## Tasks for this exercise
**A.** The poetry text names several sound devices. According to it, why are devices such as assonance, alliteration, onomatopoeia and rhythm used in poetry?
**B.** Update part of the poetry text, replacing "rhyme" with "meter". Begin at the words "By Wikipedia context, poetry" and stop after "act using language.".

=== Study text ===

By Wikipedia context, poetry "is a form of literary art in which language is used for its aesthetic and evocative qualities in addition to, or in lieu of, its apparent meaning. Poetry may be written independently, as discrete poems, or may occur in conjunction with other arts, as in poetic drama, hymns or lyrics."


Early experts like Aristotle focused on the uses of speech in rhetoric, drama, song and comedy in their definition of poetry. Later attempts also concentrated on features such as repetition, verse form and rhyme, and emphasised the aesthetics, which distinguish poetry from prose. From literary archive, dated back to the mid-20th century, poetry has sometimes been more loosely defined as a fundamental creative act using language.


It often uses particular forms and conventions to suggest alternative meanings in the words, or to evoke emotional or sensual responses. Some experts agree that devices such as assonance, alliteration, onomatopoeia and rhythm are sometimes used to achieve musical or incantatory effects in poetry. The use of ambiguity, symbolism, irony and other stylistic elements of poetic diction often leave a poem open to multiple interpretations. As usual, it is expected that NLNG will be transparent enough to defend the credibility of this year's winner to sustain their weight.


Nigerian poets are really making waves in the midst of their contemporaries in the Diaspora. While top notches like Wole Soyinka, Niyi Osundare, Gabriel Okara and their generation have left good impression in the peculiarity of their rhythms, young stars in the poetry are also leaving up to expectation. As a matter of fact, most readers in the past often expressed their apathy to poetry because of its boredom among others, but the response has improved with the dynamic change introduced to poetic lyrics by some poets nowadays. The fact still remains that poetry has gone far as a language in the world of literati and need to be encouraged in schools, and at home.

=== Extracted entries ===

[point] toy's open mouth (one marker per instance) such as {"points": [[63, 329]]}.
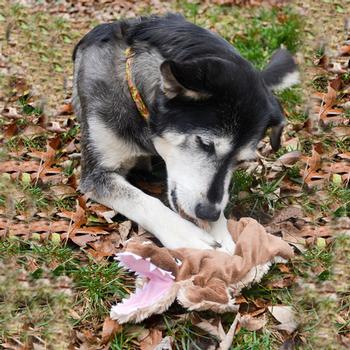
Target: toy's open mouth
{"points": [[158, 283]]}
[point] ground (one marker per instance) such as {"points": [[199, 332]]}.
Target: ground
{"points": [[58, 277]]}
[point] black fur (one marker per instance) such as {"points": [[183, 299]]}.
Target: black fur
{"points": [[211, 88]]}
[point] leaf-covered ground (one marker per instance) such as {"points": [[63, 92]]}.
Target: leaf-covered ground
{"points": [[57, 277]]}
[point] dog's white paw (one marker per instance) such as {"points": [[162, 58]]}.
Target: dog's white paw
{"points": [[221, 234], [186, 235]]}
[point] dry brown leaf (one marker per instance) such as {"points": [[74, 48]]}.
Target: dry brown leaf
{"points": [[109, 329], [66, 109], [152, 340], [226, 343], [212, 326], [252, 323], [290, 158], [344, 50], [285, 316]]}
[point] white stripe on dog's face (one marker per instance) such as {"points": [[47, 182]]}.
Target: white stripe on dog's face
{"points": [[190, 169]]}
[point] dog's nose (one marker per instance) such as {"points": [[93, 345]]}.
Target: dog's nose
{"points": [[207, 212]]}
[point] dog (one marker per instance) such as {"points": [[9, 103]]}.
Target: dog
{"points": [[160, 85]]}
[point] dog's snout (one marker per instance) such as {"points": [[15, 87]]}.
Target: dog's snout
{"points": [[207, 212]]}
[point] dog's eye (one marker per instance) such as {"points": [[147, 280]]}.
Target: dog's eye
{"points": [[205, 146]]}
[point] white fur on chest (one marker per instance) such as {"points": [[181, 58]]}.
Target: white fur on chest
{"points": [[114, 152]]}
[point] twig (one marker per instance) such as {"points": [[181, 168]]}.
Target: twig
{"points": [[227, 342]]}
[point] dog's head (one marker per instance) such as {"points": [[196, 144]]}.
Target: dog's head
{"points": [[212, 114]]}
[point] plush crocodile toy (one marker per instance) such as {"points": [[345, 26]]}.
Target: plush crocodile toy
{"points": [[197, 279]]}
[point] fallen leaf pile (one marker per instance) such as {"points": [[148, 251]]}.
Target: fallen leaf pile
{"points": [[40, 200]]}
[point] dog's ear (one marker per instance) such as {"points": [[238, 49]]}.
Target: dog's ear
{"points": [[281, 72], [196, 79]]}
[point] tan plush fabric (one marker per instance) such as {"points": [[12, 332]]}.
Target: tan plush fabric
{"points": [[209, 279]]}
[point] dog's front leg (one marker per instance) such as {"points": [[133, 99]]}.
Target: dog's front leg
{"points": [[220, 233], [173, 231]]}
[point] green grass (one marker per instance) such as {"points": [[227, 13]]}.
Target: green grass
{"points": [[254, 194], [98, 282], [255, 32], [256, 340], [27, 108], [186, 335], [40, 300]]}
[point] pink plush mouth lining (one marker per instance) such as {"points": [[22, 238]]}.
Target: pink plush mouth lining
{"points": [[159, 283]]}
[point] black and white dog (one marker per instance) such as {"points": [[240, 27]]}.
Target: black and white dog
{"points": [[207, 109]]}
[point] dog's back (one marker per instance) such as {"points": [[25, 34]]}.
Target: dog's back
{"points": [[207, 108]]}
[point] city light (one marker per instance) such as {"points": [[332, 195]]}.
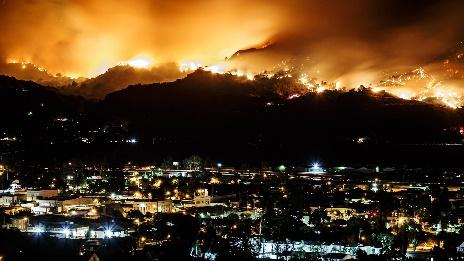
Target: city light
{"points": [[108, 233]]}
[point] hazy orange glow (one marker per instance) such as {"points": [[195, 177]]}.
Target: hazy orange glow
{"points": [[342, 43]]}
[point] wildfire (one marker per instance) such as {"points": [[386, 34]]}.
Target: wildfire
{"points": [[141, 62]]}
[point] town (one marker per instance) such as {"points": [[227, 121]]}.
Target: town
{"points": [[208, 211]]}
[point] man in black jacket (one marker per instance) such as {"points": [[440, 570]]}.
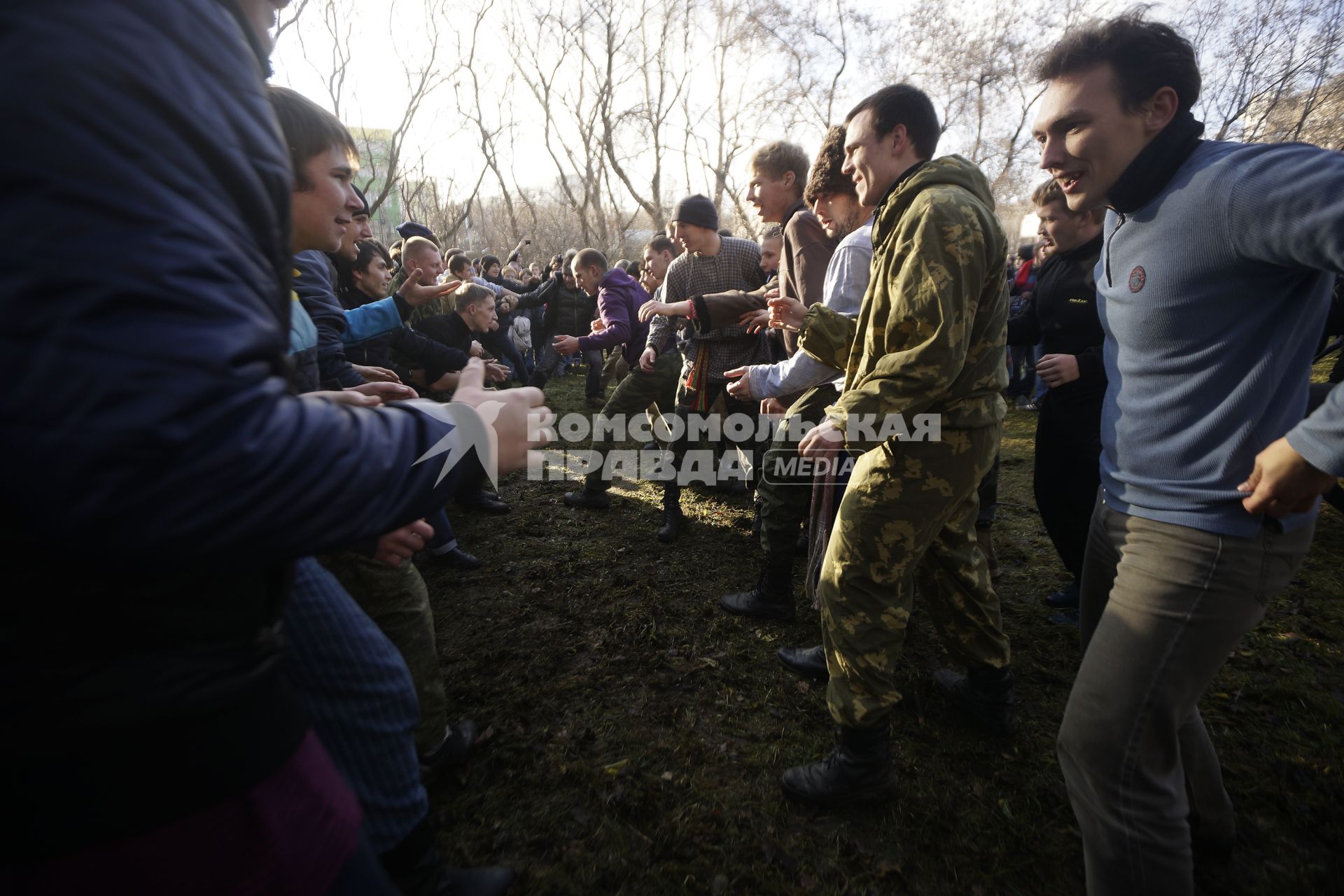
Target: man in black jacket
{"points": [[156, 412], [1062, 317], [569, 312], [366, 279]]}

===

## Your written answers
**A.** Some experts agree that these devices are sometimes used to achieve musical or incantatory effects in poetry.

**B.**
By Wikipedia context, poetry "is a form of literary art in which language is used for its aesthetic and evocative qualities in addition to, or in lieu of, its apparent meaning. Poetry may be written independently, as discrete poems, or may occur in conjunction with other arts, as in poetic drama, hymns or lyrics."


Early experts like Aristotle focused on the uses of speech in rhetoric, drama, song and comedy in their definition of poetry. Later attempts also concentrated on features such as repetition, verse form and meter, and emphasised the aesthetics, which distinguish poetry from prose. From literary archive, dated back to the mid-20th century, poetry has sometimes been more loosely defined as a fundamental creative act using language.